§ YOUR OBJECTIVE
Which of the lines below hold "arch"? Please return each one.

★ ★ ★ ★ ★ ★ ★

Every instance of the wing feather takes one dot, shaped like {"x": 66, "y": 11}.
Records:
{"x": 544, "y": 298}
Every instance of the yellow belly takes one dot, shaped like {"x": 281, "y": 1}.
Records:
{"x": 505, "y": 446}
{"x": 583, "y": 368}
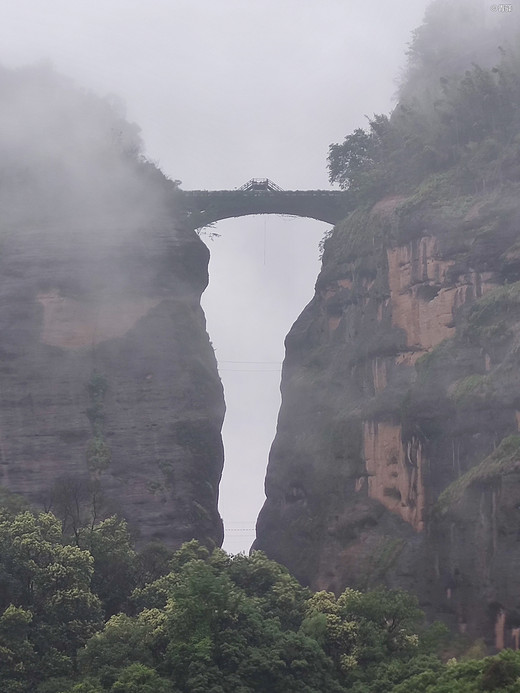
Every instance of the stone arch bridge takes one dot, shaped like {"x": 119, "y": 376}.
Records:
{"x": 262, "y": 196}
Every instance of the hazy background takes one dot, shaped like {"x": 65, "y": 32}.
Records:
{"x": 227, "y": 90}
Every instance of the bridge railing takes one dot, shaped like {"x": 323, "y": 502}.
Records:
{"x": 260, "y": 184}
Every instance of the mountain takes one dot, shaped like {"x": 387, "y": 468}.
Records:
{"x": 397, "y": 454}
{"x": 110, "y": 400}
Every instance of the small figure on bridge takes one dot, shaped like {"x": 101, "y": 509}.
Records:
{"x": 263, "y": 184}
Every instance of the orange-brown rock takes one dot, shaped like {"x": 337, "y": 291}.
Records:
{"x": 400, "y": 377}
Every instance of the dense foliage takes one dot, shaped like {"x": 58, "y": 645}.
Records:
{"x": 82, "y": 612}
{"x": 458, "y": 111}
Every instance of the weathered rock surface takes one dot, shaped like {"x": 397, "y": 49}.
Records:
{"x": 399, "y": 384}
{"x": 110, "y": 400}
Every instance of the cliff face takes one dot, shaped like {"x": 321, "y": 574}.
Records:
{"x": 395, "y": 459}
{"x": 110, "y": 399}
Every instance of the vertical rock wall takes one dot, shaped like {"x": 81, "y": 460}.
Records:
{"x": 400, "y": 378}
{"x": 110, "y": 400}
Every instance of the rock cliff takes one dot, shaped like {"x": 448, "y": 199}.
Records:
{"x": 396, "y": 458}
{"x": 110, "y": 399}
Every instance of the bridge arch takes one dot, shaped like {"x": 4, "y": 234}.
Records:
{"x": 262, "y": 196}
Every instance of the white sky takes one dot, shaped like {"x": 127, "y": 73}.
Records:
{"x": 227, "y": 90}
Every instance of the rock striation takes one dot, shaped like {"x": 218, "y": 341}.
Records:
{"x": 397, "y": 455}
{"x": 110, "y": 400}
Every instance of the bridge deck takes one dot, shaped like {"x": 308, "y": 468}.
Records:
{"x": 203, "y": 207}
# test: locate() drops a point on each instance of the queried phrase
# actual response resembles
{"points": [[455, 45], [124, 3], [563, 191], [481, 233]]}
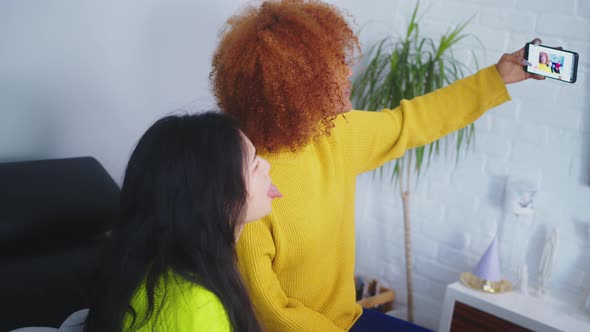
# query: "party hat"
{"points": [[488, 267], [486, 276]]}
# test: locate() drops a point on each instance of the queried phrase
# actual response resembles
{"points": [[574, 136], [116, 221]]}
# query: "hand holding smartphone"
{"points": [[551, 62]]}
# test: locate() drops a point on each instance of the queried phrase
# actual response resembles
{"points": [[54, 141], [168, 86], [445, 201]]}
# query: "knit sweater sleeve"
{"points": [[275, 310], [374, 138]]}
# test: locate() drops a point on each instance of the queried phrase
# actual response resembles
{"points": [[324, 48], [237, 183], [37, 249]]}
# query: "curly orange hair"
{"points": [[277, 70]]}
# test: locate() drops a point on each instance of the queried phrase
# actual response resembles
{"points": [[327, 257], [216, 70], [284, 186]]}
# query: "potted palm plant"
{"points": [[403, 68]]}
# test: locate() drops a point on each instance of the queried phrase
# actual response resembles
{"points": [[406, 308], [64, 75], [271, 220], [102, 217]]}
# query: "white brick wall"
{"points": [[543, 135]]}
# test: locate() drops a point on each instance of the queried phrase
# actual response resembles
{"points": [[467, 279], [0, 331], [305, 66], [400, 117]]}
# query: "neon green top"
{"points": [[186, 307]]}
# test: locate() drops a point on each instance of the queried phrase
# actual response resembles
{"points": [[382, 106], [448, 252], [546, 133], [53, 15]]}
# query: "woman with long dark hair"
{"points": [[190, 185]]}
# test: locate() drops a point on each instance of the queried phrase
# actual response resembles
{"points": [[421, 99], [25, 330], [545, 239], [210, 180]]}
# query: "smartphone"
{"points": [[551, 62]]}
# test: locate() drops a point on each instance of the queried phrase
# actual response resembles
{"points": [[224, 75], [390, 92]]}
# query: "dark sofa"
{"points": [[54, 219]]}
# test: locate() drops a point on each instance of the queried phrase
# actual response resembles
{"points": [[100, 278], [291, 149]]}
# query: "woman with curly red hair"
{"points": [[282, 69]]}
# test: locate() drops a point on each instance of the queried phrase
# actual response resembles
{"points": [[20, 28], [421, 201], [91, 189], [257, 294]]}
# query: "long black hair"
{"points": [[182, 198]]}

★ ★ ★ ★ ★ ★ ★

§ ANSWER SECTION
Every instance of the stone arch bridge takes one dot, shaped like {"x": 119, "y": 376}.
Every instance of the bridge arch takes one dot, shaped like {"x": 4, "y": 234}.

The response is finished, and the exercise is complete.